**REQUIRED WORK:**
Reproduce the data exactly.

══ DATA TO PROCESS ══

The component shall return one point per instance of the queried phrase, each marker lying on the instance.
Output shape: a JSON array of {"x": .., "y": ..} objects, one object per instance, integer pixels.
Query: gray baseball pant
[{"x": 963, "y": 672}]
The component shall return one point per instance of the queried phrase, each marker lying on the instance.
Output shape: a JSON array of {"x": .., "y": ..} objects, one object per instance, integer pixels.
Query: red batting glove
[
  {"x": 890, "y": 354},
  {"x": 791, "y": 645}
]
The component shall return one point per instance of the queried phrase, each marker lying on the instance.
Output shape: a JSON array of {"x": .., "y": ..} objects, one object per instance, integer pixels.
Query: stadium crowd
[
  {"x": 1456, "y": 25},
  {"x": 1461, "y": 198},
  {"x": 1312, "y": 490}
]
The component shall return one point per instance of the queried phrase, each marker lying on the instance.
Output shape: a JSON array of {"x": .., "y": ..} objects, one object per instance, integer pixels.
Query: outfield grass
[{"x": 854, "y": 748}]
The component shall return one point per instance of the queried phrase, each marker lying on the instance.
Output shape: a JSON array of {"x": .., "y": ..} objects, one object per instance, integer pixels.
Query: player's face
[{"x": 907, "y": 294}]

═══

**SOLUTION TO THE EXERCISE:**
The component shall return one point per instance of the queried phrase, each marker lying on the instance.
Output shape: a JSON array of {"x": .., "y": ..} objects, one object per instance, integer pixels.
Query: gray baseball pant
[{"x": 963, "y": 672}]
The component shall return one point per instance of the queried phrase, each marker lying on the instance.
Output shape: a JSON array of {"x": .., "y": ..} objects, one object per instance, integer pixels.
Query: red batting glove
[
  {"x": 890, "y": 354},
  {"x": 791, "y": 645}
]
The component shall return one point per instance of the queried phrase, each marker lying on the instance.
Output shape: a JSON array of {"x": .., "y": ..} objects, one object per instance, integer pixels.
Query: stadium crowd
[
  {"x": 1456, "y": 25},
  {"x": 1461, "y": 198},
  {"x": 1312, "y": 490}
]
The component shall return one point per instance of the queried phrase, each marker lying on the instance.
Output shape: a JSON array of {"x": .., "y": ..} objects, one object per instance, integer pixels.
Query: outfield grass
[{"x": 854, "y": 748}]
The component shall return one point per instance of the queried phrase, each marker lying on the instance.
Output shape: a JSON array of {"x": .., "y": ..} objects, one object per instance, integer pixels.
Query: player's face
[{"x": 907, "y": 294}]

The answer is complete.